## PROBLEMS TO WORK ON
a. In the KV cache article below, turn the paragraph that opens "The KV cache is one of the most important objects" into a short bulleted list that keeps its main facts.
b. Reproduce word for word the part of the KV cache post below that begins at the words "Core Problem" and stops after the words "decompression with attention.".

## TEXT BLOCK
★ ★ ★ ★

KV Cache, Transformer Memory, and Why TurboQuant Matters

The KV cache is one of the most important objects in transformer inference — the model's running memory of prior tokens, the reason long-context serving is expensive, and the exact place where techniques like TurboQuant unlock major gains. This updated edition adds tiled-attention diagrams, outlier handling, hardware co-design, a method comparison, and a GPU-utilization tie-in.

· 19 min read Topics: Transformers · KV Cache · Inference Systems · Quantization Audience: Engineers, AI infra builders, curious practitioners v2 — expanded edition with diagrams
Core Object

The KV cache stores attention state for every token at every layer — growing linearly with context length.

Core Problem

Memory traffic and cache size explode faster than most people expect, becoming the dominant inference bottleneck.

Core Opportunity

Dense, regular, tensor-shaped KV data is unusually compression-friendly — if you can fuse decompression with attention.

In This Post

The KV cache is not some side detail of transformer inference. It is the model's live memory, and increasingly the performance battle is about how efficiently we store it, move it, and read it back during attention — all while the GPU waits.

★ ★ ★ ★

## ROWS
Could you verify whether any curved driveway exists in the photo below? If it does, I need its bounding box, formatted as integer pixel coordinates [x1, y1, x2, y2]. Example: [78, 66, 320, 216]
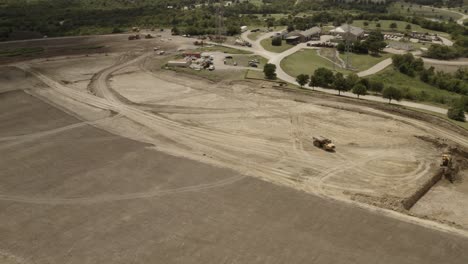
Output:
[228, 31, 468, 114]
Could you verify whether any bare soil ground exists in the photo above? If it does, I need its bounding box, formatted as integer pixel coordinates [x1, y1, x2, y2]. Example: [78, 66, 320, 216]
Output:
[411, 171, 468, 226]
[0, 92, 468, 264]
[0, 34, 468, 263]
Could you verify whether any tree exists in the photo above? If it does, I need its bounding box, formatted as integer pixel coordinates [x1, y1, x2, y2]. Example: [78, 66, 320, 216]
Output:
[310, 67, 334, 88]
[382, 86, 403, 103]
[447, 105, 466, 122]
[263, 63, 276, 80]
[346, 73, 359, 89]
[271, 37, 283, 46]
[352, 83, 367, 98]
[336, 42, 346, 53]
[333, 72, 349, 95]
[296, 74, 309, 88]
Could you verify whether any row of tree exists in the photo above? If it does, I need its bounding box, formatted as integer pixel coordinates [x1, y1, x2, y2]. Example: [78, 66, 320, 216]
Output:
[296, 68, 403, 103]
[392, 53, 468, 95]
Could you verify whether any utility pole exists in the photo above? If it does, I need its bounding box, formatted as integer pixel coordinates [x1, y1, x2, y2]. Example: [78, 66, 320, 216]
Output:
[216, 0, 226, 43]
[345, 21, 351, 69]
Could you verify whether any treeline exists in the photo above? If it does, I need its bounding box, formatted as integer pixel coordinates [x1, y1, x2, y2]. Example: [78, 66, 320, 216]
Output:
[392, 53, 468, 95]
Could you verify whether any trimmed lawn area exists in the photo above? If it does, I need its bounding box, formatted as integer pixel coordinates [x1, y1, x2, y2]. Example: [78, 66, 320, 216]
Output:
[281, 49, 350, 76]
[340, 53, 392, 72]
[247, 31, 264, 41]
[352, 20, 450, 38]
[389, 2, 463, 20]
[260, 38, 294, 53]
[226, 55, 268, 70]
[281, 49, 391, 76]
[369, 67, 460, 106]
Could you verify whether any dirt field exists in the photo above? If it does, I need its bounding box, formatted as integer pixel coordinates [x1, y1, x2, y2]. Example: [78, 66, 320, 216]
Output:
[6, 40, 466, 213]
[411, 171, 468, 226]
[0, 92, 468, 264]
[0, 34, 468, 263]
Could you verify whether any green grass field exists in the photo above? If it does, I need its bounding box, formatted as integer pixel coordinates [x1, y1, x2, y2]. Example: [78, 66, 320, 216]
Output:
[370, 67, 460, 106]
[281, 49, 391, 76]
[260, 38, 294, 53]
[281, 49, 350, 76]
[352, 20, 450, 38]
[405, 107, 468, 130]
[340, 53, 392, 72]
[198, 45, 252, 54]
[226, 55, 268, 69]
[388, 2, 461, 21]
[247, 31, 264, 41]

★ ★ ★ ★

## ANSWER SET
a.
- The KV cache is a key part of transformer inference: the model's running memory of earlier tokens.
- It is the reason long-context serving is costly.
- It is where methods like TurboQuant deliver big gains.
- This updated edition adds tiled-attention diagrams, outlier handling, hardware co-design, a method comparison, and a link to GPU utilization.

b.
Core Problem

Memory traffic and cache size explode faster than most people expect, becoming the dominant inference bottleneck.

Core Opportunity

Dense, regular, tensor-shaped KV data is unusually compression-friendly — if you can fuse decompression with attention.